Records to use:
—————
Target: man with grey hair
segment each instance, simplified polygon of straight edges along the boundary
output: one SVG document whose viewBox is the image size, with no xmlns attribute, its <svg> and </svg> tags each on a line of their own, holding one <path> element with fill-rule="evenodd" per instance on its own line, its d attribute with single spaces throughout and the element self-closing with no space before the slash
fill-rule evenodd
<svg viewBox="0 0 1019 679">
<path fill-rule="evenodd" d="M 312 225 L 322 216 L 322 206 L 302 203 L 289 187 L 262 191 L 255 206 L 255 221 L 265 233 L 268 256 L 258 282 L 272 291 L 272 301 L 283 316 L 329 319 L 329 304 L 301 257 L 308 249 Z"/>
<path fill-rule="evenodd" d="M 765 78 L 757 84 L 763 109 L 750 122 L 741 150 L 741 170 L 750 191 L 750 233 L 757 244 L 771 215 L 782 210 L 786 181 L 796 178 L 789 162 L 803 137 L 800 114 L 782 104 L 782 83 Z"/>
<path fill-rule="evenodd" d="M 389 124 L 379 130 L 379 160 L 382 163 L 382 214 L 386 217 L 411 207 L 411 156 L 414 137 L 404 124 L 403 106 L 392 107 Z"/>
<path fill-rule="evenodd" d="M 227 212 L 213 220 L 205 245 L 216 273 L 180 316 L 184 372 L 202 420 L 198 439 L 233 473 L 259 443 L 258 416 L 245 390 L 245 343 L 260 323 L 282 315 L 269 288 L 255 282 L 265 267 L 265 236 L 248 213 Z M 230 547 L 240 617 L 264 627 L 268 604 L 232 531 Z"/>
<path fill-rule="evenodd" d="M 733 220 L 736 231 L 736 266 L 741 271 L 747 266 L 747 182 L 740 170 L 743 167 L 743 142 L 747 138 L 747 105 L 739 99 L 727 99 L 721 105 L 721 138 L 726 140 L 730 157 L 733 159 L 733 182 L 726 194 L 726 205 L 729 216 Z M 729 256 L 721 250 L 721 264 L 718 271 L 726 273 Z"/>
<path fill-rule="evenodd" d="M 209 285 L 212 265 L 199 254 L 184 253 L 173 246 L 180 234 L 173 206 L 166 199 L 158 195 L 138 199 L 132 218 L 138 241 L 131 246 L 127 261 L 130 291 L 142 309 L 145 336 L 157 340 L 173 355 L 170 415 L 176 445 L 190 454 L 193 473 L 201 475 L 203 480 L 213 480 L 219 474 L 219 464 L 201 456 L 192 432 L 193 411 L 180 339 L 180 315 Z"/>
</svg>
—————
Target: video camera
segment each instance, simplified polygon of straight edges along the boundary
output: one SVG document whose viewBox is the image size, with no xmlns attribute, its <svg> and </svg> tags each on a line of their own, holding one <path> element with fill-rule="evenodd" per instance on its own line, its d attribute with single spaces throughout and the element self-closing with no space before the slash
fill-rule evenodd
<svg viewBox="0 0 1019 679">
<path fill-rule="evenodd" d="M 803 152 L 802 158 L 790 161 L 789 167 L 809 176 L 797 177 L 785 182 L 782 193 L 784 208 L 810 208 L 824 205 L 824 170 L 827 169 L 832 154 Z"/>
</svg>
—————
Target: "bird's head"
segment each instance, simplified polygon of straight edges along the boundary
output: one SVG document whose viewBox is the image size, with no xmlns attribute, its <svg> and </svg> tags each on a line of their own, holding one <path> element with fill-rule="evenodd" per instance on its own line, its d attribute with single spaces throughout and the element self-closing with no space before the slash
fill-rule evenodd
—————
Express the data from the line containing "Target: man with grey hair" through the line containing "765 78 L 757", both included, as a JSON list of strings with one string per line. Leave out any blank lines.

Complete output:
[
  "Target: man with grey hair",
  "segment each instance, simplified polygon of straight edges along the boundary",
  "output: one SVG document whose viewBox is the image size, with no xmlns attribute, its <svg> and </svg> tags each on a line of their own, holding one <path> element with fill-rule=\"evenodd\" per instance on its own line, its d attribute with single spaces throughout and the element self-closing with no space before the slash",
  "fill-rule evenodd",
  "<svg viewBox=\"0 0 1019 679\">",
  "<path fill-rule=\"evenodd\" d=\"M 312 225 L 322 216 L 322 206 L 302 203 L 289 187 L 262 191 L 255 206 L 255 221 L 265 233 L 268 256 L 258 282 L 272 291 L 272 301 L 283 316 L 329 319 L 329 304 L 301 257 L 308 249 Z\"/>",
  "<path fill-rule=\"evenodd\" d=\"M 765 78 L 757 84 L 763 109 L 750 122 L 741 150 L 741 170 L 750 191 L 750 233 L 757 244 L 771 215 L 782 210 L 786 181 L 796 178 L 789 162 L 803 137 L 800 114 L 782 104 L 782 83 Z\"/>"
]